● **Given request**: Return, unchanged, everything from the line containing "Objective — one dot per instance of the guitar neck." down to the last line of the entries below.

● **Information provided**:
** Start **
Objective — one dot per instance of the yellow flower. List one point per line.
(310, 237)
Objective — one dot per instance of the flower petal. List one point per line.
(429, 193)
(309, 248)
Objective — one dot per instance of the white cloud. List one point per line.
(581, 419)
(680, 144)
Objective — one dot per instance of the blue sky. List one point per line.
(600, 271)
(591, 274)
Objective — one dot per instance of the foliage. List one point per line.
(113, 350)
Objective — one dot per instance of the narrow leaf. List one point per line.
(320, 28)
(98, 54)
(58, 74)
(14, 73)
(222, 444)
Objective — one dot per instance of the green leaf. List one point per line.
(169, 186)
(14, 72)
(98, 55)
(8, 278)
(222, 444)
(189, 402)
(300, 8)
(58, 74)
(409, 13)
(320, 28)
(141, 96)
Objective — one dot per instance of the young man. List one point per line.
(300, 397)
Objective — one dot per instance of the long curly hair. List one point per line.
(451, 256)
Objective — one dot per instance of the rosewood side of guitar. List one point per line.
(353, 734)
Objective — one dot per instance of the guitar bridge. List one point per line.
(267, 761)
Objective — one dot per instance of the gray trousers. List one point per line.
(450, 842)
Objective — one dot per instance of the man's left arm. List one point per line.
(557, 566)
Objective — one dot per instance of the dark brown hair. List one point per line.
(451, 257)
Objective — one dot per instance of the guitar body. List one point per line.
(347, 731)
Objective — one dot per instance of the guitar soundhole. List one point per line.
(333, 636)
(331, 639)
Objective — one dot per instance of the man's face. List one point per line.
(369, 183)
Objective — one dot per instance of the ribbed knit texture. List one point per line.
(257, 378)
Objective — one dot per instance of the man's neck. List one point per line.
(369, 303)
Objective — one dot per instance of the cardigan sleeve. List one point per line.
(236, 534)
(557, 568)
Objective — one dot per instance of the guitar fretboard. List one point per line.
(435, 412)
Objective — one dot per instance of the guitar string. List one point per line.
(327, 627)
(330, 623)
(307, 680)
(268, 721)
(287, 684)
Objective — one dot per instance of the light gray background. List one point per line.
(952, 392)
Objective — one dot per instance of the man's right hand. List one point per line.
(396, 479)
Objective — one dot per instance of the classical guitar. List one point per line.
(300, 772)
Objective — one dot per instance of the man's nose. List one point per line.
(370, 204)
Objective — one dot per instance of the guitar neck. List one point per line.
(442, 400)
** End **
● **Worked solution**:
Objective — one dot per instance of the guitar neck. List one point per line.
(442, 400)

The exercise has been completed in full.